--- Information supplied ---

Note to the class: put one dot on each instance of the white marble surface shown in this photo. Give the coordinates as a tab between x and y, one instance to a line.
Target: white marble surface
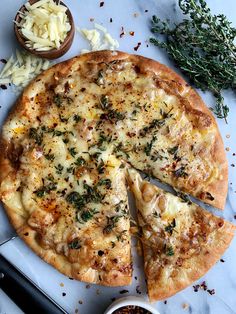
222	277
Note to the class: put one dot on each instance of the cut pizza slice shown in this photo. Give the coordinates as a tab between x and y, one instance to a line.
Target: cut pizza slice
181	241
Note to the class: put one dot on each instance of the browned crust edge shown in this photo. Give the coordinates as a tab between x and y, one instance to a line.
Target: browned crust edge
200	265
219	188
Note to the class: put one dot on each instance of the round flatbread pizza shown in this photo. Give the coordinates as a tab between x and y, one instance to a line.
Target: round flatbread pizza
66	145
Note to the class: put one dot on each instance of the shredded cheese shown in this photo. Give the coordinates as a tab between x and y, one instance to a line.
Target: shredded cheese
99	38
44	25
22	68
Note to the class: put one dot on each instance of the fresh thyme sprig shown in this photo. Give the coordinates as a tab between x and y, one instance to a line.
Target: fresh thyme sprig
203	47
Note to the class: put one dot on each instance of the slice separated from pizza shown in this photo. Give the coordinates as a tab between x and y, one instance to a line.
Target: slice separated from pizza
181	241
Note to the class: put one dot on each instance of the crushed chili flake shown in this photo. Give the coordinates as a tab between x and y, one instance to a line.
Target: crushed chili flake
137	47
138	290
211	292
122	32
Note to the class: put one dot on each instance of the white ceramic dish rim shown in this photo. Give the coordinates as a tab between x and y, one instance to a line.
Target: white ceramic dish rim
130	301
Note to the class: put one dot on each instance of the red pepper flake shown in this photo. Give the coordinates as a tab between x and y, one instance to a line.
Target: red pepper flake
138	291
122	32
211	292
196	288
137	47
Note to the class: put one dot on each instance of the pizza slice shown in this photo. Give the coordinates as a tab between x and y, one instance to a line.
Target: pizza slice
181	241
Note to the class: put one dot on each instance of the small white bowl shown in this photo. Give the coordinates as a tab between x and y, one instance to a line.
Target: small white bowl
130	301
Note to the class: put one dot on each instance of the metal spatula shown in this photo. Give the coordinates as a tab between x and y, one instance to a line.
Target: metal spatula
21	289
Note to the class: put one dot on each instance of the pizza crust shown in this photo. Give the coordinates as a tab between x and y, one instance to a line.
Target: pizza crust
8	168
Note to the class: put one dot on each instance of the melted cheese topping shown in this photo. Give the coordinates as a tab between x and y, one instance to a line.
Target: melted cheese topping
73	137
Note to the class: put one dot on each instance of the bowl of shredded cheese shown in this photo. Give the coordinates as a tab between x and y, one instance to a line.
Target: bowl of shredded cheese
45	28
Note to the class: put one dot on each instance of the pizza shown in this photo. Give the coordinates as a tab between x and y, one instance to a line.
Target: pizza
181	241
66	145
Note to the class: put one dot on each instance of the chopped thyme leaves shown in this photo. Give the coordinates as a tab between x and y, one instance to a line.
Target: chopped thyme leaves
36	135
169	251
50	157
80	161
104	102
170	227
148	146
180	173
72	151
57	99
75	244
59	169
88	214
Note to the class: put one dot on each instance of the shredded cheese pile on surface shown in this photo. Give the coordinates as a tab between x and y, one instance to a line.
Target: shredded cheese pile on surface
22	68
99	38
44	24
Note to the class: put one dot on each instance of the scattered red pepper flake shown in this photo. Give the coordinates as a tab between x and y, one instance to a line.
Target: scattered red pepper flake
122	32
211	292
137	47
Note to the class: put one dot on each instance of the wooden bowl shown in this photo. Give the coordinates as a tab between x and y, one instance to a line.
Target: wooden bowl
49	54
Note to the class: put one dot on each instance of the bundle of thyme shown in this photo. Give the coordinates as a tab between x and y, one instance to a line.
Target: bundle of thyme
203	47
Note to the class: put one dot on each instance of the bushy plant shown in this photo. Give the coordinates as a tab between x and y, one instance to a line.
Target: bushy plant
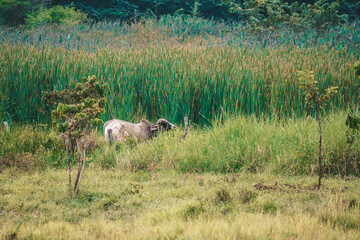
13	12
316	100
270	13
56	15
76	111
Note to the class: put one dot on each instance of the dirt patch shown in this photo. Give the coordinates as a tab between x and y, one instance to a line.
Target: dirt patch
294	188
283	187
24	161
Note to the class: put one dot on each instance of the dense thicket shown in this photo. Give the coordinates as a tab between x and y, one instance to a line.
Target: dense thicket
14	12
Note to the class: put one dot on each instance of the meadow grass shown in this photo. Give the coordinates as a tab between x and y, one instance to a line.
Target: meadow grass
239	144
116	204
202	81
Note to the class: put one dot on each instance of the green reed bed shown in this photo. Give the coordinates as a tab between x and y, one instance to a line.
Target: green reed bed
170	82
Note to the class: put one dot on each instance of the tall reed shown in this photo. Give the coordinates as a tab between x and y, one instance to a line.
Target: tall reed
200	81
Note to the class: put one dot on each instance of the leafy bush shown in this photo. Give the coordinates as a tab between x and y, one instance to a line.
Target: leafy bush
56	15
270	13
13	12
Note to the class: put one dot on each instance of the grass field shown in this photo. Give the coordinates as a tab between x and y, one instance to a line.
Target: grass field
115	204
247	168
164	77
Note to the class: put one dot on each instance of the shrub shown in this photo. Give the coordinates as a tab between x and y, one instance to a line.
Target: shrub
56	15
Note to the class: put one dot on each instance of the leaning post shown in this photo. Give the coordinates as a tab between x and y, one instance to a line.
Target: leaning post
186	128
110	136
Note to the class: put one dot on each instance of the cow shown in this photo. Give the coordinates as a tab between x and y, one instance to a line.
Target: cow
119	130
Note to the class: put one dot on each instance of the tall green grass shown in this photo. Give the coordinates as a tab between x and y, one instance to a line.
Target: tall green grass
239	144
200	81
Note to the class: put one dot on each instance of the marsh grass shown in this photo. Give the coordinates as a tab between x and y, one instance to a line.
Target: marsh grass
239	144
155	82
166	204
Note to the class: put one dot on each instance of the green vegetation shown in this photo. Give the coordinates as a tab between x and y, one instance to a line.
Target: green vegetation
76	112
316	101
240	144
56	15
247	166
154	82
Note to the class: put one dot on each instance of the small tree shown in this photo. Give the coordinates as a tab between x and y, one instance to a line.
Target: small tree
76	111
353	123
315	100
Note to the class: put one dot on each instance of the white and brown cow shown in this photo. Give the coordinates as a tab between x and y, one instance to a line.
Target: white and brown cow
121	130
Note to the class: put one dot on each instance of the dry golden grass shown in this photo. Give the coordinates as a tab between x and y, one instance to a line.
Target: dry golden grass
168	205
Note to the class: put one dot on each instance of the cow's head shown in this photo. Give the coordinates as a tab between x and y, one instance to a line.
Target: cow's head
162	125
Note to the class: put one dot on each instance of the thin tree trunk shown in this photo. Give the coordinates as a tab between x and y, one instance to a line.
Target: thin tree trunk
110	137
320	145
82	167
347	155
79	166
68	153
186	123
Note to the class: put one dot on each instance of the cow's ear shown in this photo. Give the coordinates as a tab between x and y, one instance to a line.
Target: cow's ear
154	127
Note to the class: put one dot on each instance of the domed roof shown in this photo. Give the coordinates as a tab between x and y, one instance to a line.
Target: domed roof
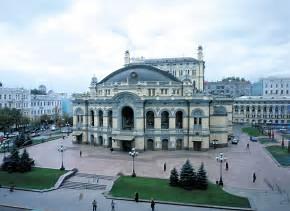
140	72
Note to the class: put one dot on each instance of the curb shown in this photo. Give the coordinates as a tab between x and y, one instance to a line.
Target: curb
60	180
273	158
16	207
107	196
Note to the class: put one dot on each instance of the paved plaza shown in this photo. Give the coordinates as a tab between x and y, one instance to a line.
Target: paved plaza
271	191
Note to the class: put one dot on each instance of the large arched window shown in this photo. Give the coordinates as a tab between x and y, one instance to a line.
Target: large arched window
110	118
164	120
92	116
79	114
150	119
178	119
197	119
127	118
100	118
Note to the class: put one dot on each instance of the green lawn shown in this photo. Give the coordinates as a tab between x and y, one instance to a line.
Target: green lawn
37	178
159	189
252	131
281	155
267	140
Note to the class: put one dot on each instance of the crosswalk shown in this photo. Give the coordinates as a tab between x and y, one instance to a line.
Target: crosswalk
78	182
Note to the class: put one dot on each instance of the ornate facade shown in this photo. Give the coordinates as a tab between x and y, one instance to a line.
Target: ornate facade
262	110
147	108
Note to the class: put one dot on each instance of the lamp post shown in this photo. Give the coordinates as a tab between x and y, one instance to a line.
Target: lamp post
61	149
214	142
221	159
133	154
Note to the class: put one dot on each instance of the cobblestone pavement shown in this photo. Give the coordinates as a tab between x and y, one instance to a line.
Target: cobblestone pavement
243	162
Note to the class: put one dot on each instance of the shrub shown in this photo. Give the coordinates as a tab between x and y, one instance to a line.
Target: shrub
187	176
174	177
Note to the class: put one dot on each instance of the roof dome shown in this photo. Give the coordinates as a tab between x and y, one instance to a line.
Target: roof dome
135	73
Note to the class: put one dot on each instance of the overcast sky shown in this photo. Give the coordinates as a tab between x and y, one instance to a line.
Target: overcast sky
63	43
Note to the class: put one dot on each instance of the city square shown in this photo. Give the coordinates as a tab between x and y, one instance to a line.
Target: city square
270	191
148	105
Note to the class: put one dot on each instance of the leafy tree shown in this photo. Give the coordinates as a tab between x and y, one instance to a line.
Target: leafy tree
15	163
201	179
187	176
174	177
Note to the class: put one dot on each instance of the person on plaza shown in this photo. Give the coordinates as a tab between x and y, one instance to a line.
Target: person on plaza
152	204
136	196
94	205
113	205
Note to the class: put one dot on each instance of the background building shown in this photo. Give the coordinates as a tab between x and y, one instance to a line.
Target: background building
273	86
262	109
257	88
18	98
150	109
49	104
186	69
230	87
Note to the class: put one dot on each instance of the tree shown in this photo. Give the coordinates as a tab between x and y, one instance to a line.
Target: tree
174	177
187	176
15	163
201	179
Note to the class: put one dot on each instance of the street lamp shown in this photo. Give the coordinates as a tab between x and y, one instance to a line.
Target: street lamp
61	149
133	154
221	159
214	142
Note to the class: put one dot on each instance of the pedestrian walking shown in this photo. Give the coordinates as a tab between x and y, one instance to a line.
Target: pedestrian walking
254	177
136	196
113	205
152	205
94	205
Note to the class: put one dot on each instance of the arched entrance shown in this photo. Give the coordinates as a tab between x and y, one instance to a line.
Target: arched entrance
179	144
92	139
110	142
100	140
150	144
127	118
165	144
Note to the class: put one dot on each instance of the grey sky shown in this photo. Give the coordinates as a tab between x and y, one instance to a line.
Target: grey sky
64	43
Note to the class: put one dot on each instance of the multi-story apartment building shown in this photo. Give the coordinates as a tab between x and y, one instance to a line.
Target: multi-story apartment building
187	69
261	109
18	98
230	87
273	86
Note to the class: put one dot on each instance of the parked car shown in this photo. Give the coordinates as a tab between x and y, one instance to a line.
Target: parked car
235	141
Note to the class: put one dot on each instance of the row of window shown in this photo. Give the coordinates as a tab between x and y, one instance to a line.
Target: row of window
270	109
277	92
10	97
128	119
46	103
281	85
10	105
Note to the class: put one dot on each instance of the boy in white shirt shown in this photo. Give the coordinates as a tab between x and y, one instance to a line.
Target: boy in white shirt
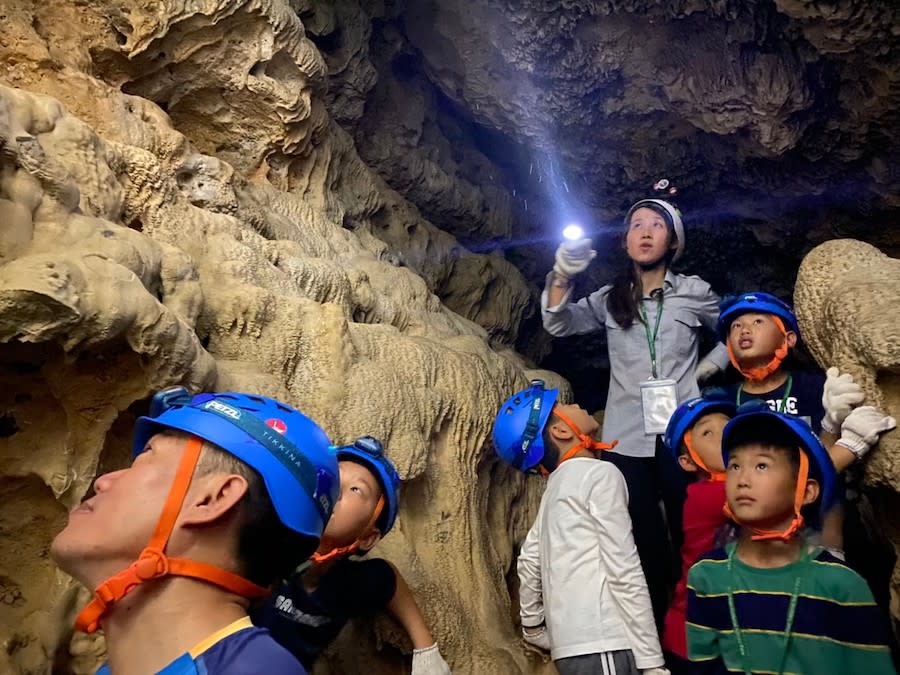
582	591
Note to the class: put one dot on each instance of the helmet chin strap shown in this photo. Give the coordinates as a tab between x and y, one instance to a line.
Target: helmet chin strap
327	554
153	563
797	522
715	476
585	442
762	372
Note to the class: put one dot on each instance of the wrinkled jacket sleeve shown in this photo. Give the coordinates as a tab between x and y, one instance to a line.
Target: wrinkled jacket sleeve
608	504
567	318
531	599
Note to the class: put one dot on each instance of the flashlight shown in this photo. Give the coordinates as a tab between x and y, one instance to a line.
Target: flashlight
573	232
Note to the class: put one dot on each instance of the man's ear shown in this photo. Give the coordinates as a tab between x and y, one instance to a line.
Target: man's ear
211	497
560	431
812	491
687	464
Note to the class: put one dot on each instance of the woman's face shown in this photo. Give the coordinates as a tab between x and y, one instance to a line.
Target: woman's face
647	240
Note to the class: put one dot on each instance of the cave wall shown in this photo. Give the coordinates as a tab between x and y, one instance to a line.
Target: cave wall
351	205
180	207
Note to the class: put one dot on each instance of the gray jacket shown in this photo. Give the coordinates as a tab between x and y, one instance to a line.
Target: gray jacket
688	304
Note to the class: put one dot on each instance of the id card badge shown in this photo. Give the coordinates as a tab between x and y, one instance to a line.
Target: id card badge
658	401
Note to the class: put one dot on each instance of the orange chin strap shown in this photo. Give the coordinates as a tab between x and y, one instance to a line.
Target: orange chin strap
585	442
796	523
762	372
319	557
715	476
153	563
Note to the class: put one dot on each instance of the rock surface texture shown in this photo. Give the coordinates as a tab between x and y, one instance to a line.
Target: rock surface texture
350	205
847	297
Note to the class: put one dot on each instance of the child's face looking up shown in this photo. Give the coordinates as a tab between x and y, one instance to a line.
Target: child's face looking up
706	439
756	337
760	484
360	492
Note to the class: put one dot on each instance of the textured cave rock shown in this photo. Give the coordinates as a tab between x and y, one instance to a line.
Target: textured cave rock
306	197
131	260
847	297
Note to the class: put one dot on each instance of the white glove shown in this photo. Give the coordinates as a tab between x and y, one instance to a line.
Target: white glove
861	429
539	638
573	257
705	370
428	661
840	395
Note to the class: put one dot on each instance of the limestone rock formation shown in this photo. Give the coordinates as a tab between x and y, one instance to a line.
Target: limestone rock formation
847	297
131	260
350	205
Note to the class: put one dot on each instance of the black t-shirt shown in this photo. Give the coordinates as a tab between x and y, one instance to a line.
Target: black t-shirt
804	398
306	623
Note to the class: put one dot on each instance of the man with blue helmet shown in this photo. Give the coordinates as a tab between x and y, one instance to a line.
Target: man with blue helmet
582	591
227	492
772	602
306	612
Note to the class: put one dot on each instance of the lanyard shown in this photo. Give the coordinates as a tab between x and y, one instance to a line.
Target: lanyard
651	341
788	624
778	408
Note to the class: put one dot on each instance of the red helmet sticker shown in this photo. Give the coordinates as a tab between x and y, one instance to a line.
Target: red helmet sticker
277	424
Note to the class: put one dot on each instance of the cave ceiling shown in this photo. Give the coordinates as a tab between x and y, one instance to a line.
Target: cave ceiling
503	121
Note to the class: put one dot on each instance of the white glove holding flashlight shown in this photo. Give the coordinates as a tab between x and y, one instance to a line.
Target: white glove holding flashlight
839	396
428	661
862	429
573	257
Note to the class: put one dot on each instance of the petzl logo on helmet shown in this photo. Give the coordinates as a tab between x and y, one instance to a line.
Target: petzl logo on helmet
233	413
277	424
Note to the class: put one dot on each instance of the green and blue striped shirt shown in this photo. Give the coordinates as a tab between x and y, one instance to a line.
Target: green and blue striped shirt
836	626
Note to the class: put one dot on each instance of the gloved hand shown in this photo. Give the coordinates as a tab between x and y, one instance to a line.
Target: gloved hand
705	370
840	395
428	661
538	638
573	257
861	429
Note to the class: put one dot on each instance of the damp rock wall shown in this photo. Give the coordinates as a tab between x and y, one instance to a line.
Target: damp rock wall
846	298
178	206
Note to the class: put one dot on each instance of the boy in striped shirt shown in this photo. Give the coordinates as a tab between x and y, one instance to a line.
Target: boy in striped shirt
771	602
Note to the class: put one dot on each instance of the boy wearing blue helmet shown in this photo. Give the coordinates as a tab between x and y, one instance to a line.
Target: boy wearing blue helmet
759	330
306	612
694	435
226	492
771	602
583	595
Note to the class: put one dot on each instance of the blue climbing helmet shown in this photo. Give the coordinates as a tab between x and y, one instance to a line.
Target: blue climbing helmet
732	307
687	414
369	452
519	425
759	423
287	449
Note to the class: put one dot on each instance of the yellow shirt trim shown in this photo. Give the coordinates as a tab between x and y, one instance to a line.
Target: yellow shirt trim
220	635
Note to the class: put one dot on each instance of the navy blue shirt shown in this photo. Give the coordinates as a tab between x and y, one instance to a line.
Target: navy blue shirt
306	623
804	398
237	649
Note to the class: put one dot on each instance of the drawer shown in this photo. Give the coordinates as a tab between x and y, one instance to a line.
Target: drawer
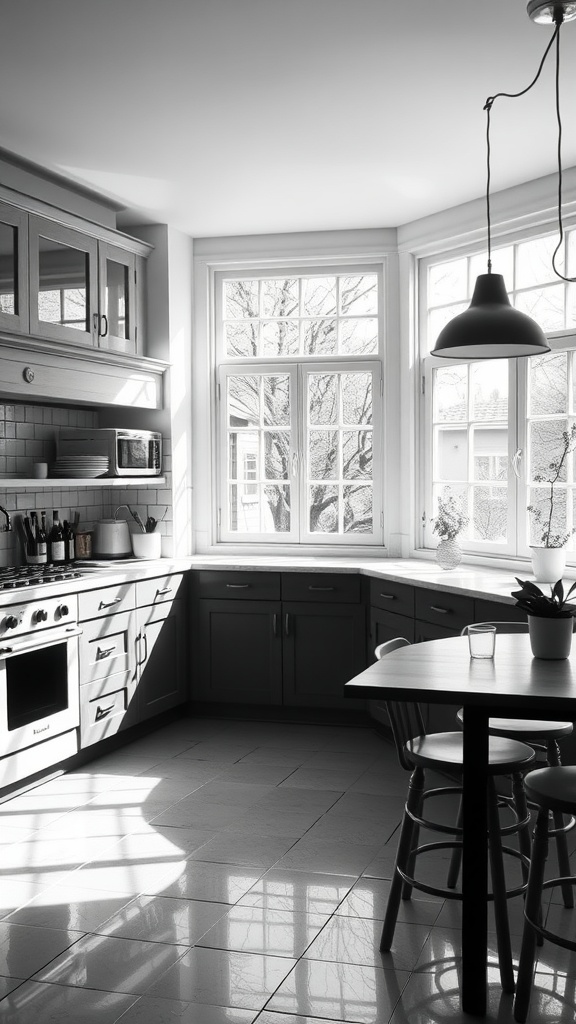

---

=== Task objective ===
Your answer should be a single number: how many lines of the material contain the word "drawer".

=== Solution below ===
2